▶ _Задание_
Напишите, пожалуйста, продолжение текста о переезде семьи По в Фордхэм, начав сразу после его последнего предложения.

На День святого Валентина, тот самый день, когда в «благородном дамском собрании» он читал зашифрованное послание, адресованное Фанни Осгуд, его жена Вирджиния подарила ему собственное стихотворение, валентинку:
Это я пишу к тебе с любовью!
Дорогой мой, жизнь моя — в тебе.
Господи, о дай нам дней без боли.
Ах, как хочется навеки мне
Радость приютить в жилище милом,
А за окнами пусть сплетни и грехи,
Лишь бы ты и я всегда любили,
Лишь бы легкие мои дышать могли.
Ах, блаженные часы уединенья! —
Никогда не скучно мне с тобой.
Пусть продлится жизнью наслажденье,
Обойдут несчастья стороной.
[348] Разумеется, в художественном отношении (да и в мелодике) перевод лучше оригинала. Но он вполне адекватно воспроизводит форму и смысл текста. Это акростих. Видно, немало потрудилась, сочиняя его, Вирджиния, совсем не «литературная» жена поэта. Вполне ясно выраженное ею желание бежать из города, безусловно, разделял и По. Известно, что тогда же, еще на излете зимы, он навестил Бреннанов. Можно ожидать, что о том, прежнем «уединении», и мечтала Вирджиния. Но договориться с ними на этот раз отчего-то не получилось. И По нашел (возможно, с их «подачи») другой вариант — Фордхэм.
Это сейчас Фордхэм — респектабельный городской университетский район в той части Нью-Йорка, что расположена чуть севернее кварталов Бронкса. А тогда, во второй половине 40-х годов XIX века, это был даже не пригород, а совершенно сельская глубинка в двадцати с лишним километрах от окраин города.
Разумеется, дом (точнее, домик), в котором обитала семья поэта, не сохранился, но сохранилось его изображение.
«Коттедж, в котором поселились По, размещался на треугольном участке земли площадью около акра[349]… В этом небольшом домике с широкими дверями и забранными частым переплетом окнами было четыре комнаты — по две на каждом этаже, кухня с открытым очагом и пристройка для скота. Спереди — маленькая веранда, „увитая побегами жасмина и жимолости и уставленная горшочками с дивными цветами“, как писал По. Он вспоминает также „яркую зелень тюльпановых деревьев, частично затенявших дом, и идущие от него в разные стороны дорожки, выложенные большими и гладкими, неправильной формы, гранитными плитами… утопающими в чудесном мягком дерне, — неплотно пригнанными, с пробивающимся в частых промежутках бархатистым мхом“. Крыша была в ту пору из темной сосновой дранки.

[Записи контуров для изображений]

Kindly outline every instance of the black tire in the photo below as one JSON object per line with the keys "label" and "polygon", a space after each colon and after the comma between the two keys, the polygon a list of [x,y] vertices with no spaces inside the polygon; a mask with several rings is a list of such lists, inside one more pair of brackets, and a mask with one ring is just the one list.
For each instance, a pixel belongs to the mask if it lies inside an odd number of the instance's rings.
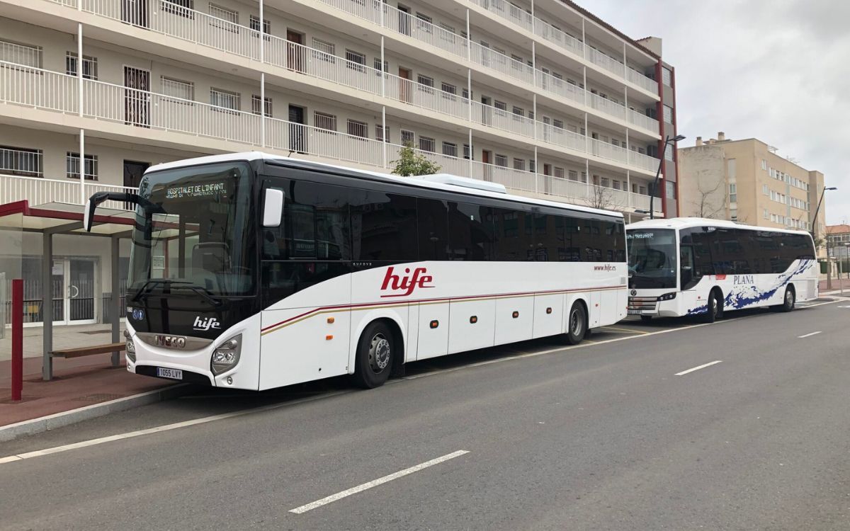
{"label": "black tire", "polygon": [[584,304],[575,301],[570,308],[570,314],[567,314],[567,342],[570,345],[578,345],[587,334],[587,312],[585,311]]}
{"label": "black tire", "polygon": [[723,316],[723,300],[720,297],[718,290],[711,290],[706,305],[708,311],[702,318],[704,323],[713,323]]}
{"label": "black tire", "polygon": [[354,356],[354,382],[364,389],[379,387],[393,370],[395,336],[385,323],[371,323],[360,335]]}
{"label": "black tire", "polygon": [[782,299],[782,306],[779,307],[779,311],[790,312],[794,309],[796,304],[796,291],[794,291],[793,285],[789,285],[785,288],[785,296]]}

▶ _Ответ к заданию_
Самая просторная общая комната, где обычно работал По, находилась на первом этаже. Ее обстановку составляли круглый стол, несколько стульев, кресло-качалка и диван или, скорее, даже кушетка. К общей комнате примыкала крошечная спальня миссис Клемм, куда позднее положили больную Вирджинию. Две комнаты наверху были отведены для По и Вирджинии.
Окрестности были очень живописны. Обращенный фасадом на запад, дом стоял на невысоком холме вблизи дороги. В маленьком дворике росли кусты сирени и раскидистая вишня. С севера к дому почти вплотную подступали небольшая рощица и яблоневый сад. С поросшего травой южного склона холма, сбегавшего к берегу мелководной речушки Милк-Крик, открывался вид на привольно раскинувшиеся вдали фермерские угодья»[350].
Так описывал загородное обиталище поэта и его семьи Герви Аллен.
От картины, нарисованной биографом, несколько отличается та, что представила в своих воспоминаниях миссис Мэри Гоув (1810–1884), посетившая поэта в конце лета — начале осени 1846 года. Ее сопровождал романист Джордж Колтон. Это был «визит вежливости»: оба удостоились благосклонного отзыва поэта в «Литераторах». Но от взгляда литераторши не ускользнули интересные подробности:
«Мы разыскали его [По], его жену и его тещу… они обитали в маленьком домике на вершине холма. Он стоял на лугу площадью в один или два акра и был обнесен забором… Во дворе росли несколько старых вишен, дававших густую тень. В доме было три комнаты — кухня, гостиная и спальня. Она располагалась над гостиной. Имелась еще и терраса — с фронтальной стороны. Небольшая, но очень милая. Там хорошо было сидеть в летние дни — в тени вишневых деревьев. [Возле дома] не было ни огорода, ни цветника — только лужайка с коротко стриженной травой».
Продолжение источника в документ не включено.